* **MATERIAL SUPPLIED**
▼▼▼
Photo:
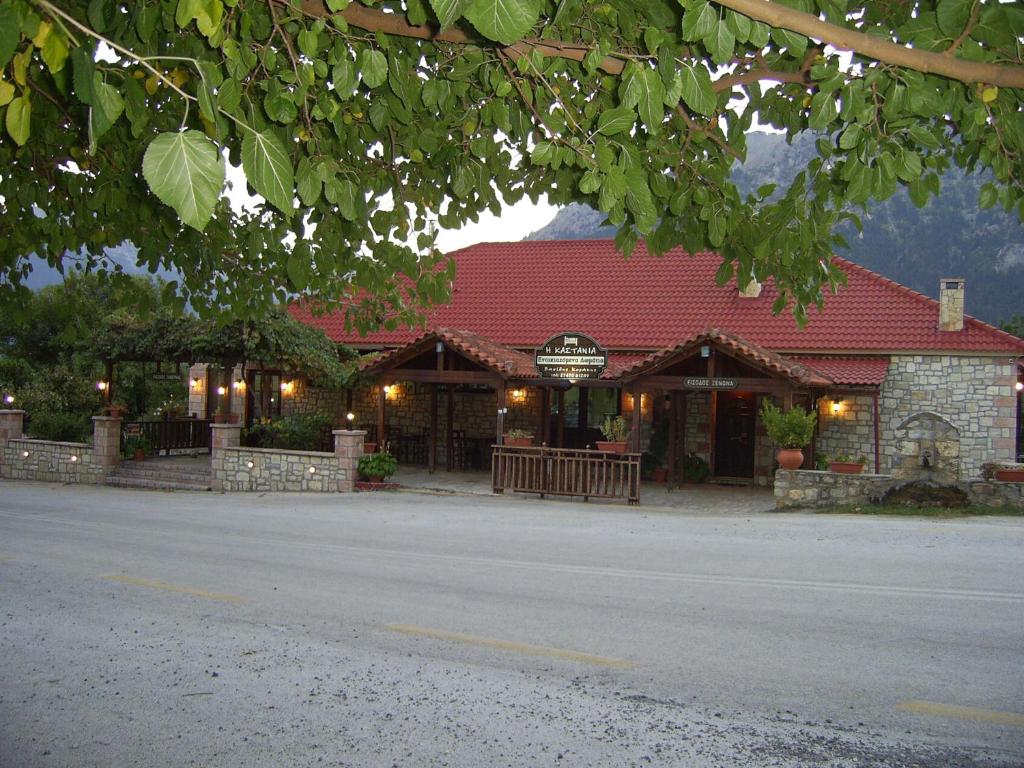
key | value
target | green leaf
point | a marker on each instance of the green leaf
(615, 121)
(721, 43)
(698, 22)
(504, 20)
(267, 168)
(449, 11)
(823, 111)
(952, 15)
(299, 269)
(186, 172)
(697, 90)
(8, 33)
(18, 119)
(643, 87)
(373, 67)
(83, 72)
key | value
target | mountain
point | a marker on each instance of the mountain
(949, 238)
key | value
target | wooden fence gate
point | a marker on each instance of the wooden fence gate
(546, 471)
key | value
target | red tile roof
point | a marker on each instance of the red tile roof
(849, 371)
(775, 363)
(519, 294)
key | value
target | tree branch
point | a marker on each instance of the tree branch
(773, 13)
(886, 51)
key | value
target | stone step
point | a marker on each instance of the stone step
(156, 483)
(152, 469)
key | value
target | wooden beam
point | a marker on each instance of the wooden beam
(432, 445)
(635, 429)
(442, 377)
(381, 436)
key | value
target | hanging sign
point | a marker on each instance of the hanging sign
(570, 355)
(702, 382)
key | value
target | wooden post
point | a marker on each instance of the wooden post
(712, 417)
(449, 420)
(500, 396)
(673, 417)
(561, 417)
(381, 437)
(635, 429)
(432, 445)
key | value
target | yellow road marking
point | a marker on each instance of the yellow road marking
(489, 642)
(175, 588)
(962, 713)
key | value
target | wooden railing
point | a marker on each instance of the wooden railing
(171, 434)
(592, 474)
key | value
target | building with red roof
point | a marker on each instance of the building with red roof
(687, 363)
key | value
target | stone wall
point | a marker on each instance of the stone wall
(237, 468)
(807, 487)
(52, 462)
(974, 394)
(812, 489)
(269, 469)
(850, 432)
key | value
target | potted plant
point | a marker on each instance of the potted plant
(518, 438)
(846, 464)
(616, 433)
(136, 448)
(695, 468)
(791, 430)
(377, 467)
(1008, 472)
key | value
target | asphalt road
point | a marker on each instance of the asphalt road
(155, 629)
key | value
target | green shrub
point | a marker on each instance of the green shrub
(381, 464)
(298, 432)
(59, 426)
(695, 469)
(792, 429)
(615, 429)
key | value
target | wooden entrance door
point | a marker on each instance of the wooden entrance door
(734, 435)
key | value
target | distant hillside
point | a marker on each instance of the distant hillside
(950, 238)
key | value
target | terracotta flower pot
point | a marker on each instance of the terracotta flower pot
(790, 458)
(847, 468)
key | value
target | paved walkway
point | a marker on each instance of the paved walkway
(707, 498)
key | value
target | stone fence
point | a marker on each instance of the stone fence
(236, 468)
(23, 459)
(814, 489)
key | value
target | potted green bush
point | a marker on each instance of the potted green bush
(846, 464)
(377, 467)
(136, 446)
(616, 432)
(791, 430)
(518, 438)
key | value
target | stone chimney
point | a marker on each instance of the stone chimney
(752, 291)
(951, 304)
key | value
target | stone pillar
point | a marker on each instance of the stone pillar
(107, 441)
(348, 451)
(223, 436)
(11, 426)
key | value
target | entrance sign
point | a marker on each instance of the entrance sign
(570, 355)
(701, 382)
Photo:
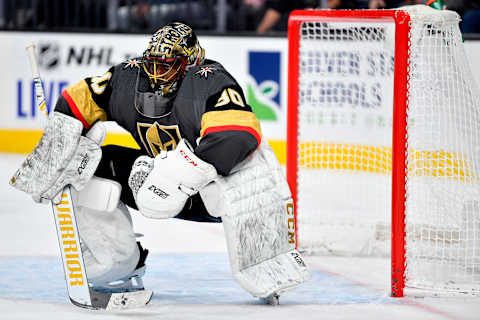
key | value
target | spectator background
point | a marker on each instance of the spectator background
(145, 16)
(470, 13)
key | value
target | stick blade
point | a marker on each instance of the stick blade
(129, 300)
(117, 301)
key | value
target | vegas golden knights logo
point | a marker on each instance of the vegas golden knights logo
(156, 137)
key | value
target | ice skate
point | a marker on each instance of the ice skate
(130, 283)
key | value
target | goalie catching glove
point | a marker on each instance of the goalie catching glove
(62, 157)
(161, 186)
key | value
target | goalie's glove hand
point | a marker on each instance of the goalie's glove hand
(176, 175)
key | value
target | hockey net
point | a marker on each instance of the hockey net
(358, 80)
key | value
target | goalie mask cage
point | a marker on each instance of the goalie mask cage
(383, 142)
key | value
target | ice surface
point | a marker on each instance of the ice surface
(188, 270)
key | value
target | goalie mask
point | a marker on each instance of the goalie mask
(172, 50)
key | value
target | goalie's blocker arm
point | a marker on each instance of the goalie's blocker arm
(62, 157)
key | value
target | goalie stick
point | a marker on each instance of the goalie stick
(79, 292)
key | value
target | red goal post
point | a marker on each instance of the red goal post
(309, 64)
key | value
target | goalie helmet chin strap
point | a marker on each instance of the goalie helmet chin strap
(151, 104)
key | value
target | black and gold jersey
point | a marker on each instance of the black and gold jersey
(209, 110)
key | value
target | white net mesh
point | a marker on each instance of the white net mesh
(345, 127)
(443, 185)
(345, 133)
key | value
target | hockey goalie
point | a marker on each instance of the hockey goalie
(202, 158)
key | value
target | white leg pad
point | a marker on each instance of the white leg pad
(257, 213)
(108, 242)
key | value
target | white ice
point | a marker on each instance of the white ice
(188, 270)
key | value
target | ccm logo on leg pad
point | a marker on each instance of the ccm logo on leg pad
(159, 192)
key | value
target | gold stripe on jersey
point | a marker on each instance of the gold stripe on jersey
(88, 108)
(227, 120)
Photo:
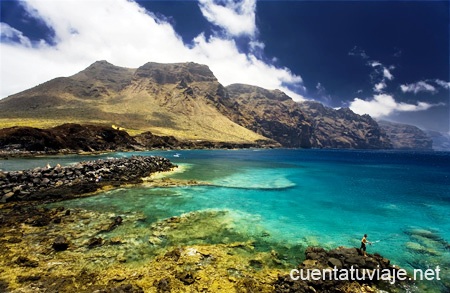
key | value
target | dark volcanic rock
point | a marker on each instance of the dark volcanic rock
(60, 243)
(343, 128)
(85, 177)
(177, 73)
(307, 124)
(405, 136)
(270, 113)
(65, 138)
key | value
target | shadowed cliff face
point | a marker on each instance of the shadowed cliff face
(307, 124)
(166, 99)
(343, 128)
(405, 136)
(270, 113)
(185, 101)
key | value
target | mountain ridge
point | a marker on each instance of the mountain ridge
(186, 101)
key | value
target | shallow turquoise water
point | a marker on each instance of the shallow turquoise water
(308, 197)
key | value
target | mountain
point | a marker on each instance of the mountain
(343, 128)
(185, 101)
(441, 141)
(307, 124)
(166, 99)
(404, 136)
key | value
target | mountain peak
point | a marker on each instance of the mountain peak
(258, 92)
(173, 73)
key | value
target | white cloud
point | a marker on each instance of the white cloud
(383, 105)
(387, 74)
(125, 34)
(442, 83)
(420, 86)
(379, 87)
(10, 34)
(374, 63)
(236, 17)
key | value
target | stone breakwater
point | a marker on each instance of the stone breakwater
(58, 183)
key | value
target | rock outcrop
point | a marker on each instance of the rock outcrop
(270, 113)
(66, 138)
(307, 124)
(58, 183)
(185, 102)
(405, 136)
(343, 128)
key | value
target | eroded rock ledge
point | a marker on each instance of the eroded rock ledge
(58, 183)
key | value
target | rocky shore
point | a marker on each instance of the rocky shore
(58, 183)
(66, 250)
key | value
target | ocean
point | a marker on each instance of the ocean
(289, 199)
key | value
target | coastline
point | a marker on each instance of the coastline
(123, 270)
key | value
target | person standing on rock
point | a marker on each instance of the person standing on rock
(364, 241)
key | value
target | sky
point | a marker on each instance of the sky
(388, 59)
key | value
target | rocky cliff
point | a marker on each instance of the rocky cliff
(186, 103)
(343, 128)
(405, 136)
(307, 124)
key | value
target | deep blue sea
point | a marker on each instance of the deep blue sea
(401, 199)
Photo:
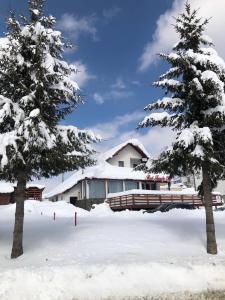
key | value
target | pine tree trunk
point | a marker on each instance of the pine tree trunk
(210, 227)
(20, 195)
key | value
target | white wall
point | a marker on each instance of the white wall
(74, 192)
(125, 155)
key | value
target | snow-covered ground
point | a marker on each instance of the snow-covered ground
(108, 255)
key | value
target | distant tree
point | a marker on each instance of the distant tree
(194, 107)
(36, 93)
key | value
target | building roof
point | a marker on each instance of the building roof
(133, 142)
(8, 188)
(102, 170)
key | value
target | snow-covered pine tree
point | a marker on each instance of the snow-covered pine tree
(194, 107)
(36, 93)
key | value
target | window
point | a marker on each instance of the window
(121, 163)
(134, 162)
(131, 185)
(149, 186)
(115, 186)
(96, 189)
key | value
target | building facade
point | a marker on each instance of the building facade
(113, 173)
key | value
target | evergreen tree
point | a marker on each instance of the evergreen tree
(36, 93)
(194, 107)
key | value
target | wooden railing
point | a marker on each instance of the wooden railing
(145, 201)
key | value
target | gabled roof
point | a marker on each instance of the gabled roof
(8, 188)
(102, 170)
(133, 142)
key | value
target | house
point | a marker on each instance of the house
(113, 173)
(7, 192)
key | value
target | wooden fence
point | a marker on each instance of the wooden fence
(148, 201)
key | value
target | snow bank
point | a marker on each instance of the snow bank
(6, 187)
(48, 208)
(109, 282)
(108, 255)
(101, 210)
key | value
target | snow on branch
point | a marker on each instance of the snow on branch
(166, 103)
(194, 134)
(153, 119)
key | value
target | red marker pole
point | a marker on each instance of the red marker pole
(75, 219)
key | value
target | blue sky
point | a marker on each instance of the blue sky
(116, 42)
(109, 38)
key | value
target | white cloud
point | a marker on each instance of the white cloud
(82, 76)
(110, 13)
(98, 98)
(165, 37)
(119, 84)
(117, 91)
(115, 132)
(76, 26)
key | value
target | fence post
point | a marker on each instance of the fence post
(75, 218)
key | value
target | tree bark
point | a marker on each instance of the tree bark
(20, 195)
(210, 227)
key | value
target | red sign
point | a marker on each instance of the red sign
(157, 178)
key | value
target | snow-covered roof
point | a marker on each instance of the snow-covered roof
(39, 186)
(6, 188)
(134, 142)
(102, 170)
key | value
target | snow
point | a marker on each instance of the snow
(153, 192)
(6, 187)
(155, 117)
(212, 76)
(102, 170)
(166, 102)
(136, 143)
(189, 135)
(108, 255)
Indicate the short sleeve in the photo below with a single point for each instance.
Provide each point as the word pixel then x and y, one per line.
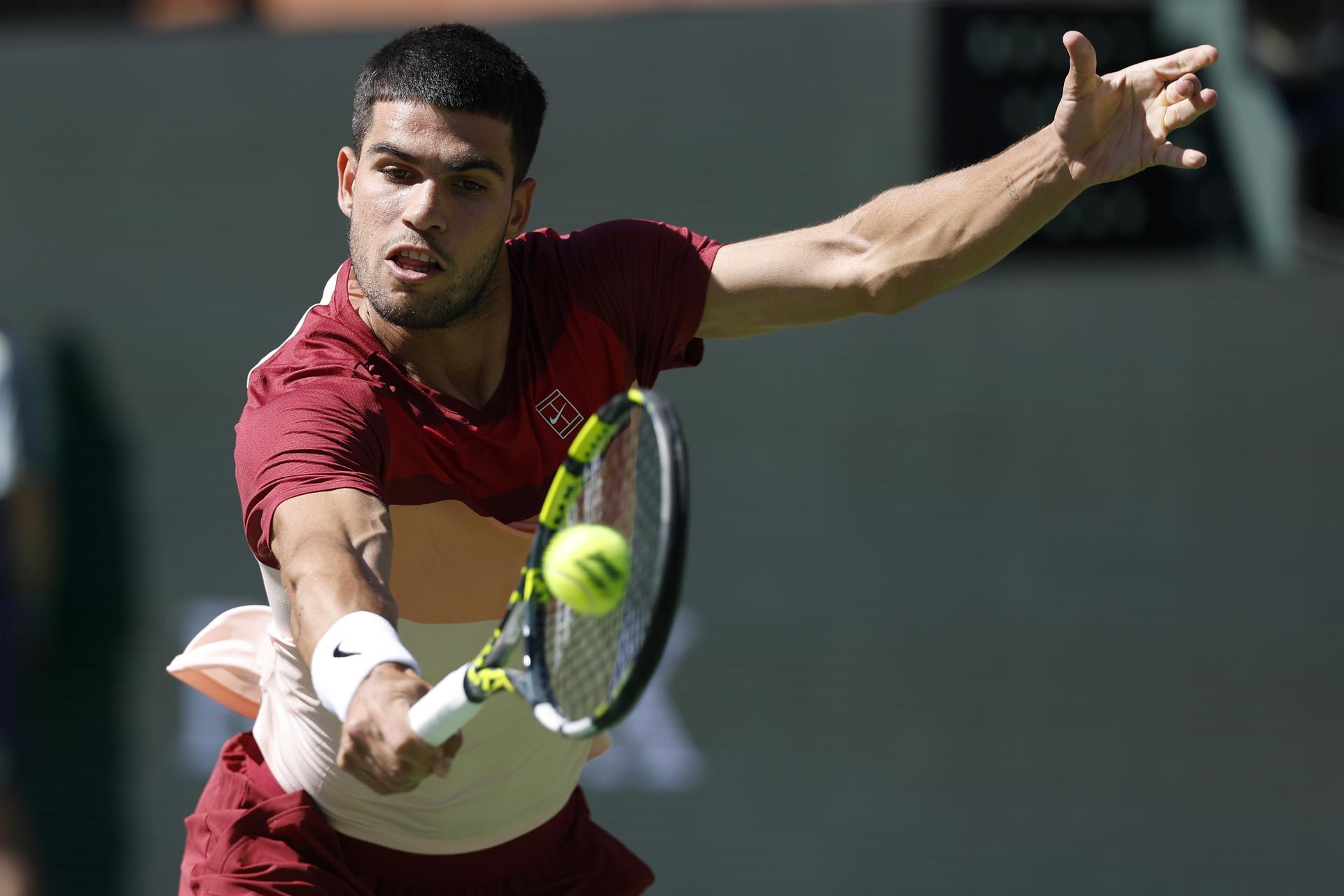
pixel 328 433
pixel 647 281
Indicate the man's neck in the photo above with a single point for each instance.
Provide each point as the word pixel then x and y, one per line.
pixel 465 360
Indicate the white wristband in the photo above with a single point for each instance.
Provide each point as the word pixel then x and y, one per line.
pixel 349 652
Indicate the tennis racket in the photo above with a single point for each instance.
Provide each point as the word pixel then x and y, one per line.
pixel 582 675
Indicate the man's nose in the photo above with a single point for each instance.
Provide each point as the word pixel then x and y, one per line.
pixel 425 207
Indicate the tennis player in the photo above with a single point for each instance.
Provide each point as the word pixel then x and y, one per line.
pixel 394 451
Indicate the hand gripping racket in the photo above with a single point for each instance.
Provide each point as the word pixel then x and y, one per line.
pixel 625 469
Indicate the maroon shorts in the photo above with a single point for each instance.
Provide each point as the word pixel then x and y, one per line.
pixel 249 836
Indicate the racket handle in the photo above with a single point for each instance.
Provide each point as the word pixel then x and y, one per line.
pixel 445 710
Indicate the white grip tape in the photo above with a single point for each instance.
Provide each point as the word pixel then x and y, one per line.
pixel 353 647
pixel 445 710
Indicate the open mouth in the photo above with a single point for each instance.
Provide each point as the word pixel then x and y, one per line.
pixel 412 265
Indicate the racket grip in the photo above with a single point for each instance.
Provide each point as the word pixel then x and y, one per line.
pixel 445 710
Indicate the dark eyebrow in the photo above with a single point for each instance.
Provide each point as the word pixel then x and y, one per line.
pixel 468 162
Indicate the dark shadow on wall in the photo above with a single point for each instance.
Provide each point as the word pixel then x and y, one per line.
pixel 74 763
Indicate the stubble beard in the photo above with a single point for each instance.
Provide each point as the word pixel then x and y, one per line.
pixel 458 302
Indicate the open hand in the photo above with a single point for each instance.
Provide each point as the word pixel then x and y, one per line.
pixel 1116 125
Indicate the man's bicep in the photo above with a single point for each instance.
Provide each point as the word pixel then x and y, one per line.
pixel 796 279
pixel 346 519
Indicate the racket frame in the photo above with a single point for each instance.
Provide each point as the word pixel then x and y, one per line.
pixel 452 703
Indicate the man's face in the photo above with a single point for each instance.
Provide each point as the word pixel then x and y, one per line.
pixel 437 183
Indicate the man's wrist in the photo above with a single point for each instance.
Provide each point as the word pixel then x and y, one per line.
pixel 349 652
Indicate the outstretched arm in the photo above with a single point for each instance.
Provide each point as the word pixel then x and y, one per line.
pixel 335 555
pixel 914 242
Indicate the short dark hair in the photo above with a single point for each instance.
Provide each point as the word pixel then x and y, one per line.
pixel 460 67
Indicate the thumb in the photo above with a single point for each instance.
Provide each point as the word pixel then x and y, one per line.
pixel 1082 65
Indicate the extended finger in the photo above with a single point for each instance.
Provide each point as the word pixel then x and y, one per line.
pixel 1183 88
pixel 1082 65
pixel 1189 111
pixel 1175 156
pixel 1184 62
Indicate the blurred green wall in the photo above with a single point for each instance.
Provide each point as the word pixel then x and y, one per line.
pixel 1032 590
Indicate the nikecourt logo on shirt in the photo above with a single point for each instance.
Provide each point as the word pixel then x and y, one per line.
▲▲▲
* **THE PROBLEM**
Please turn the lines above, from the line with "Indicate the outstretched" through the end of the records, into a numbered list, leaving out any blank lines.

* **SOLUTION FOR THIS TASK**
1. Indicate the outstretched arm in the photo above with a single point for each instance.
2. Provide each point as the word pixel then x and y, one per line.
3. pixel 335 555
4. pixel 914 242
5. Indicate the short dark hair in the photo above with a single point for each instance.
6. Provide each point as the word pixel then x and y, one per line.
7. pixel 460 67
8. Indicate the thumb in the photo above with a single point for each instance.
9. Provide each point as the word pixel then x and y, one per line.
10. pixel 1082 65
11. Indicate the extended finger in the photo above with a single point for each instance.
12. Provide each point as the word pixel then x and y, one per line.
13. pixel 1183 88
14. pixel 1082 65
15. pixel 1189 111
16. pixel 1175 156
17. pixel 1184 62
18. Indicate the blurred green wall in the photo above with a single point for each instance.
19. Provide each point as the word pixel then x and y, one per line.
20. pixel 1032 590
21. Indicate the nikecourt logo on shirt in the photo above with a single point for each instance.
22. Provide each point as the word pixel then x and y, one per line.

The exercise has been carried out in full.